Records to use
----------

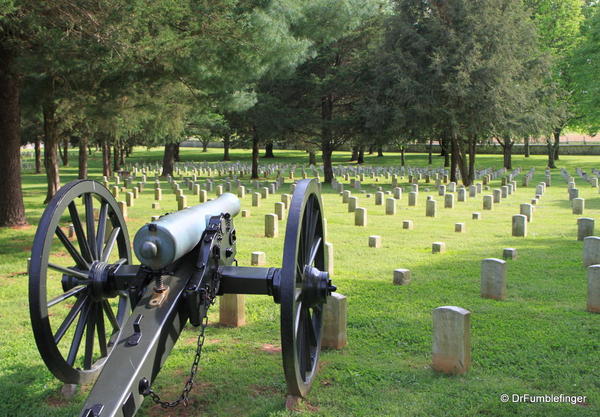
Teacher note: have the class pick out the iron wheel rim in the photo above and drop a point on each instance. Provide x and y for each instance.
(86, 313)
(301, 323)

----------

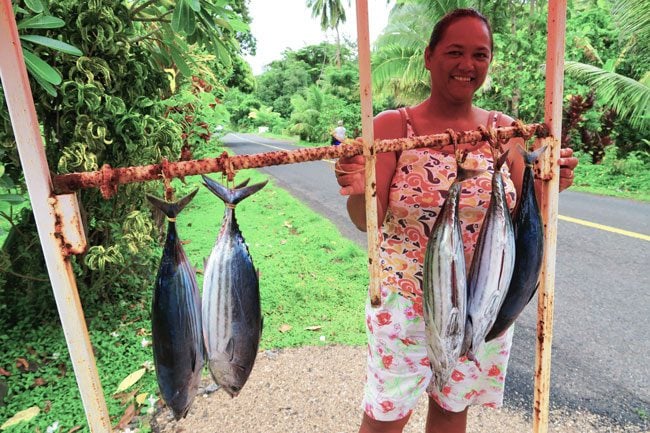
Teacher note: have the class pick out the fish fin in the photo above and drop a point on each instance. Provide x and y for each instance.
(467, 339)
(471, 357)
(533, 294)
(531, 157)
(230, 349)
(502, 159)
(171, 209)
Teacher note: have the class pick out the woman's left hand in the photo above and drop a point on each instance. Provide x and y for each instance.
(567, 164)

----------

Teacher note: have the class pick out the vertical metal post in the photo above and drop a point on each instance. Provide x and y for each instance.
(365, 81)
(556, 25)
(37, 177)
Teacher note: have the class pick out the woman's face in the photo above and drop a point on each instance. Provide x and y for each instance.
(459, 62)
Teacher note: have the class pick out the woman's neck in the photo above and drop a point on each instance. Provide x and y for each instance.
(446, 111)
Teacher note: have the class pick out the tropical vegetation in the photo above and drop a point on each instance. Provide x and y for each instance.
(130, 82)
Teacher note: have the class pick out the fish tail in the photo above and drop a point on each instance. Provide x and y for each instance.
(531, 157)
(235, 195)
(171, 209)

----------

What the task asks
How many lines in the items above contain the string "woman"? Reply with the number alone.

Answer in full
3